Что сделать.
Чего касается третье «проклятие» Кузнеца, согласно отрывку?

Исходный отрывок.
Иллюстрация 2.5. Ожидаемые изменения уровня неравенства в зависимости от дохода на душу населения и этапа реализации промышленной революции. Источник: Piketty, Saez and Zucman, World Inequality Report 2018.
На этом графике Первая промышленная революция, обозначенная Милановичем, примерно совпадает с первыми двумя промышленными революциями, когда, соответственно, получили распространение поезда и паровая тяга, а также двигатель внутреннего сгорания и электричество. Вторая промышленная революция примерно соответствует Третьей и Четвертой промышленным революциям, которые среди прочих инноваций принесли нам компьютер и искусственный интеллект. Его точка зрения понятна. Он считает, что технологии ведут к увеличению неравенства, но по мере того, как мы адаптируемся к ним и принимаем меры по устранению вызванного ими неравенства, позже мы сможем добиться его сокращения. Мы вернемся к этой идее во второй части книги.
Но несмотря на предупреждения Кузнеца и недавнюю работу Милановича, политики во всем мире пошли дальше и сделали ставку на стратегию, отдавшую предпочтение росту валовых показателей, а не инклюзивному развитию и быстрому внедрению технологий, а не более взвешенному управлению технологическим развитием. Это было ошибкой, потому что сегодня, в век быстрого технологического развития, налицо естественная тенденция к увеличению неравенства. Для политиков теперь намного важнее принять контрмеры, чтобы замедлить или остановить развитие данной тенденции. То, что мы не сделали этого до сих пор, составляет второе «проклятие» Кузнеца и подразумевает, что многие люди во всем мире платят очень высокую цену за технический прогресс, которого мы достигли в последние годы.
Третье и последнее «проклятие» Кузнеца касается влияния на окружающую среду. Как только «кривая Кузнеца» устремилась вверх в 1960–1970-х годах, начало расти и беспокойство о внешних эффектах, вызванных высокими темпами экономического роста на Западе: увеличении загрязняющих выбросов, ухудшении экологической обстановки и истощении природных ресурсов. Учитывая захватывающий Запад консьюмеризм и быстрый рост численности населения во всех регионах мира, резонно задаться вопросом, какой урон наша социально-экономическая система нанесла глобальному всеобщему достоянию. Из-за машин и заводов в городах царил смог; в защитном озоновом слое обнаружена растущая дыра; строительство атомных электростанций неизбежно связано с появлением ядерных отходов; мы повсеместно используем пластик и прочие вредные для человека и окружающей среды материалы (например, асбест в строительстве).
Однако аналогично наблюдению Кузнеца, касающемуся неравенства, некоторые экономисты считали, что волноваться не о чем: как только они обнаружили рост темпов загрязнения окружающей среды, появились обнадеживающие признаки того, что оно тоже со временем снизится. Действительно, по мере того как усложнялись технологии производства, они становились и более экологически чистыми, и ресурсо-эффективными. При рассмотрении отдельных категорий товаров и услуг создается впечатление, что экологический ущерб совпадает с экологической «кривой Кузнеца». Все приходили к мысли, что если подождать еще несколько лет или десятилетий, то и эта проблема, как и ранее существовавшее неравенство, разрешится сама собой. К сожалению, так не случилось.

[Записи набора данных]
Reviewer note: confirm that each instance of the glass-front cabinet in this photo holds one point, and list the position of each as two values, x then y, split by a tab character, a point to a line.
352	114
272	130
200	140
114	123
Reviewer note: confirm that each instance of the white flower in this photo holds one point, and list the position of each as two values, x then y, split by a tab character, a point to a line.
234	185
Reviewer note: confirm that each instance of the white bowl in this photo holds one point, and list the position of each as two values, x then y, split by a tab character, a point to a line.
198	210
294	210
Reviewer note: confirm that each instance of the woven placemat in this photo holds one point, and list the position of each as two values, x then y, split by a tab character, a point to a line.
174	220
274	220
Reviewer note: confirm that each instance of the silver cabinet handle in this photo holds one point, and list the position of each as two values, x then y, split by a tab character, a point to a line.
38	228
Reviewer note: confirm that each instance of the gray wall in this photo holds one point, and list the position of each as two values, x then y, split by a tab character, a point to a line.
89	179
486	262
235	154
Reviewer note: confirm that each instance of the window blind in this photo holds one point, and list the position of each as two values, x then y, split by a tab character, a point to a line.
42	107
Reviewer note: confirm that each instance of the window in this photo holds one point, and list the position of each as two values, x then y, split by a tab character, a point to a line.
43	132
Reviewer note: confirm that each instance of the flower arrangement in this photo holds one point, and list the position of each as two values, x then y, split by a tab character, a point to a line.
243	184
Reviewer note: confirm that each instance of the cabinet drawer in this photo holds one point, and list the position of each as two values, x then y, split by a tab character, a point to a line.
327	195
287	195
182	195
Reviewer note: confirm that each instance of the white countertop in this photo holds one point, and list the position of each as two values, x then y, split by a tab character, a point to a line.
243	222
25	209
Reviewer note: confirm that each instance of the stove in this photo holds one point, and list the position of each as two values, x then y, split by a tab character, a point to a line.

--

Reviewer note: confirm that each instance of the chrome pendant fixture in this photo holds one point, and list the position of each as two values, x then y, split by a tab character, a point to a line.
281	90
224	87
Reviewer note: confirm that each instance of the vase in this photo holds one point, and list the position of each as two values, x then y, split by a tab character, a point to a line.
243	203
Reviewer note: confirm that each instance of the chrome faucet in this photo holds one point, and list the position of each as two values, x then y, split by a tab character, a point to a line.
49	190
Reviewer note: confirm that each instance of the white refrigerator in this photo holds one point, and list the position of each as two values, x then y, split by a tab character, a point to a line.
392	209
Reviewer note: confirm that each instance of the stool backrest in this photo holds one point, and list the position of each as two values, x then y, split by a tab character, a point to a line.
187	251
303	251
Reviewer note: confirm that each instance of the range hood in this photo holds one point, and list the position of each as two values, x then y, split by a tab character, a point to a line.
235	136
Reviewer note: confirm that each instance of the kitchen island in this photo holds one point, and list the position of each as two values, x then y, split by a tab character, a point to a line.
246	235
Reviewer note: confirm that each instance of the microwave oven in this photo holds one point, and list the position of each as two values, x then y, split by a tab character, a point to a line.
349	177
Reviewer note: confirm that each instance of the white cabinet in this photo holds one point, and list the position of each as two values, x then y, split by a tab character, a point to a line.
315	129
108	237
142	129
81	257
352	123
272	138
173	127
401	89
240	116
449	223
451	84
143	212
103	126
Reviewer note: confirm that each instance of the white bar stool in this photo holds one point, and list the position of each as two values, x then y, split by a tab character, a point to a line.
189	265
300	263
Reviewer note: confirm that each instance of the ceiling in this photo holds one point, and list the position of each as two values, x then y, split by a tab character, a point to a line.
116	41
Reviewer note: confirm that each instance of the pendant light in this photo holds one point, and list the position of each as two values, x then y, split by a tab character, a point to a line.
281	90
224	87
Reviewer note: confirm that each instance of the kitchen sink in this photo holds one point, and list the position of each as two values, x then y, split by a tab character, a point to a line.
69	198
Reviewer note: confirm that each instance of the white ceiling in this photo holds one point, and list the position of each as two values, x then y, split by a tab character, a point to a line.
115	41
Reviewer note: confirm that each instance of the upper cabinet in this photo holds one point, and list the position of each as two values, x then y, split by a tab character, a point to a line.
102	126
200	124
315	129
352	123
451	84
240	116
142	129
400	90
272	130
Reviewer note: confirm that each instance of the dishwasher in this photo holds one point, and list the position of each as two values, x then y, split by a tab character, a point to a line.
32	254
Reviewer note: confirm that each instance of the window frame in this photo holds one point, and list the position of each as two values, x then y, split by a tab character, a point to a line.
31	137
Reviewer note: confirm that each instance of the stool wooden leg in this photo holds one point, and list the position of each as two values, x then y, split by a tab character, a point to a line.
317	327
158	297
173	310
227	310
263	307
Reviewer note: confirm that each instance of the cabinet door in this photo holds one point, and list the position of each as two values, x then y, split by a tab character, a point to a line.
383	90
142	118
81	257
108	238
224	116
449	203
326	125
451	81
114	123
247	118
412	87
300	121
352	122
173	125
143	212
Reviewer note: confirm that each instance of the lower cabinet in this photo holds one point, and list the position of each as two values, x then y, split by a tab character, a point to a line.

==

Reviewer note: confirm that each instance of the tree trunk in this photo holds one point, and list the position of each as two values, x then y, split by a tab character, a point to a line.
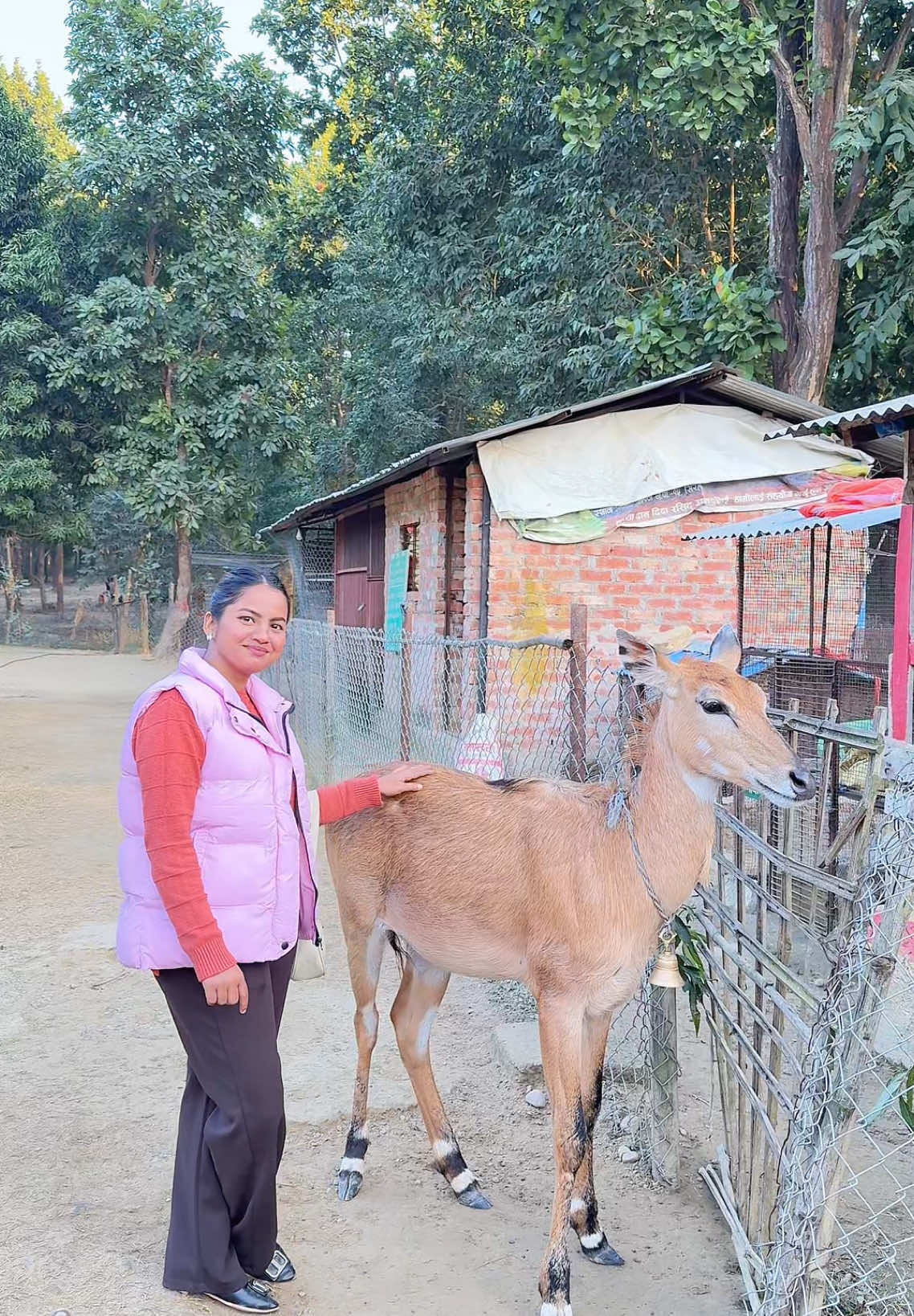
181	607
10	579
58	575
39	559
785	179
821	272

Ожидаемый ответ.
Оно касается влияния на окружающую среду.